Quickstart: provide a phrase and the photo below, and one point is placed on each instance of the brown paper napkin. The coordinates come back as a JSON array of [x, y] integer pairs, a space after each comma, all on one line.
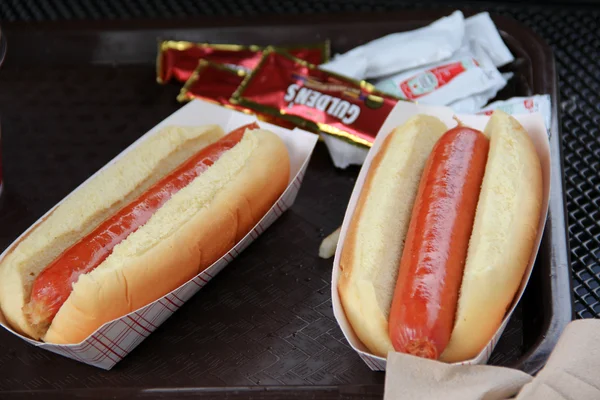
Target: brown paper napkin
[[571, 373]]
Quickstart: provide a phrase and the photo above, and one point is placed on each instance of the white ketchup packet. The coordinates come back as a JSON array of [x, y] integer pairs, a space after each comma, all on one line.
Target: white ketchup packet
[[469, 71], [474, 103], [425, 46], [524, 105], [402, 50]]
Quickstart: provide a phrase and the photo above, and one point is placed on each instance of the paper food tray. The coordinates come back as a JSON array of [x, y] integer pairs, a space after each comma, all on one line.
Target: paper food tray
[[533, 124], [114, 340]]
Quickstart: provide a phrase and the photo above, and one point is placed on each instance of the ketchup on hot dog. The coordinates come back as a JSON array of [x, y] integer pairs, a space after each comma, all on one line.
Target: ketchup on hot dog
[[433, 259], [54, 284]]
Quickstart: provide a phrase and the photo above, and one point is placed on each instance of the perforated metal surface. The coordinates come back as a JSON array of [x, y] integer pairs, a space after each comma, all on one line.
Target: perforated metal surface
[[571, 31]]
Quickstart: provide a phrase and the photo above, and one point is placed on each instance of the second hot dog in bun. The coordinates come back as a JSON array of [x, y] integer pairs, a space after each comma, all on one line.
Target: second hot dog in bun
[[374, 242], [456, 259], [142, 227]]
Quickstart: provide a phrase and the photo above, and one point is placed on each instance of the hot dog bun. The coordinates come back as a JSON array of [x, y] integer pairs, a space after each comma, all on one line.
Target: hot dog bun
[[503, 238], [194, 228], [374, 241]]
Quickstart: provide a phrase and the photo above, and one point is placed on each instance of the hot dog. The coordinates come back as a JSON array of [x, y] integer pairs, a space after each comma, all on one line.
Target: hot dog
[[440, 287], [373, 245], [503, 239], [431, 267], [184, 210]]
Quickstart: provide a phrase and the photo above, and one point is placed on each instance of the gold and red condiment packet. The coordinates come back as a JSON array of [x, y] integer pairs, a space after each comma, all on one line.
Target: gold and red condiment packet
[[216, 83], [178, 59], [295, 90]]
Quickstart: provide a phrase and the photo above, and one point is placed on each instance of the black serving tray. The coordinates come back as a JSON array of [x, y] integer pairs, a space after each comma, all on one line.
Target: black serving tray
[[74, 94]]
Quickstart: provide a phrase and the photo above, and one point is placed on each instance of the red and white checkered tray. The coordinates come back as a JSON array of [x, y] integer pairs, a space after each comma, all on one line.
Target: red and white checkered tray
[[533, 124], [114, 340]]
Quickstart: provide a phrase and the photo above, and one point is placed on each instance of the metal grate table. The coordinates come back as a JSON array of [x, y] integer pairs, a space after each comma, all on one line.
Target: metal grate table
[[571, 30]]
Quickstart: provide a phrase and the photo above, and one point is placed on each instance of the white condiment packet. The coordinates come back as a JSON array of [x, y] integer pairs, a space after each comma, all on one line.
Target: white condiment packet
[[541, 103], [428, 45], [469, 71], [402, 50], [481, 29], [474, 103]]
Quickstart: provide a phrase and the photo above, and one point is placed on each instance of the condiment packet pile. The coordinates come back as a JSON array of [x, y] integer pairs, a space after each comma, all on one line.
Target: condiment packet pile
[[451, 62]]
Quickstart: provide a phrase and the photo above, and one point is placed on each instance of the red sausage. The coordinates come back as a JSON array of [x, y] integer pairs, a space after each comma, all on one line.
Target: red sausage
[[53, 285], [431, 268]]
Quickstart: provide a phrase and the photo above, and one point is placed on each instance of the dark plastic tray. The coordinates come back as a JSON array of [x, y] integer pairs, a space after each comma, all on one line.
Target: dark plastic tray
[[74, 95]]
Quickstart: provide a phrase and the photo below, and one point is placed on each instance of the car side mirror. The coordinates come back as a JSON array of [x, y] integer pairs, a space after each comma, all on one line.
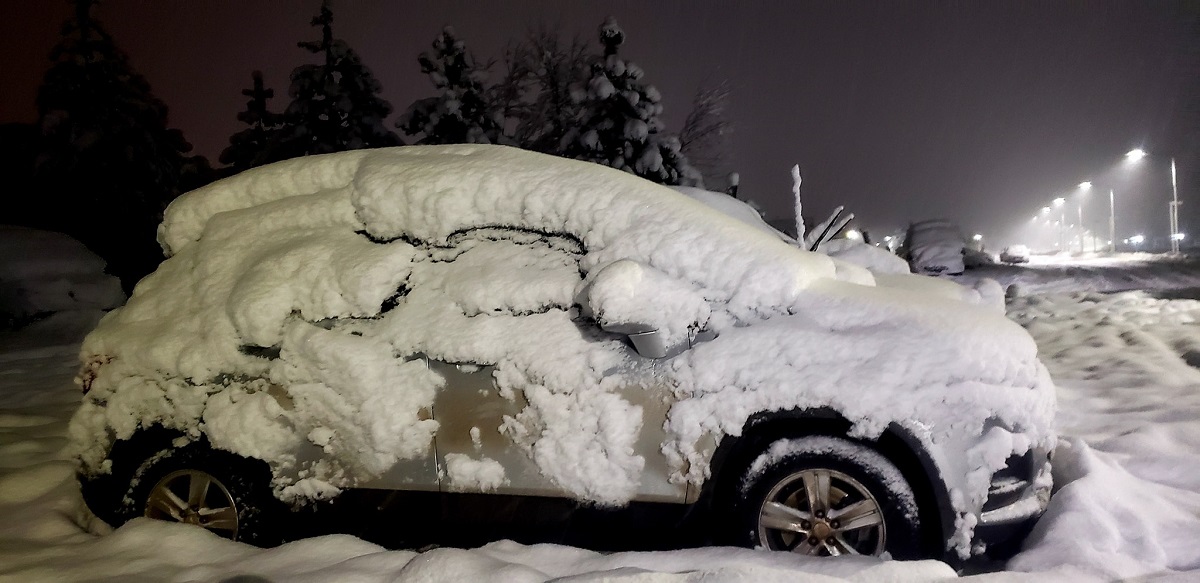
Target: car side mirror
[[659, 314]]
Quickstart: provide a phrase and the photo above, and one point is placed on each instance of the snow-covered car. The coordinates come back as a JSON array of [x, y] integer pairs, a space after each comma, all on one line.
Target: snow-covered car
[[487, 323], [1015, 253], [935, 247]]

★ ★ ★ ★ ★ ★ ★

WHAT TO PRODUCE: From the line that contains "Target: dark plastic tray" to the end of the material above, output every line exactly, both ends included, but leave out any pictures.

YOUR SOLUTION:
Target: dark plastic tray
[[74, 95]]
Quickstart: provide a phrase and the photo below, and one point is placed on each instance of the car side mirror. The coordinates come back as a JSON array of [x, y] integer pairs, a space after each comma, all on one line.
Target: car side mirror
[[659, 314]]
Quickstart: provide a phrase and the photo above, and one point is placed on each instance of the snow-covered car. The coordinates come back as a JSON array of [x, y] integer pairs, a space after each comma, all on one line.
Target: snow-covered car
[[487, 323], [1015, 253], [935, 247]]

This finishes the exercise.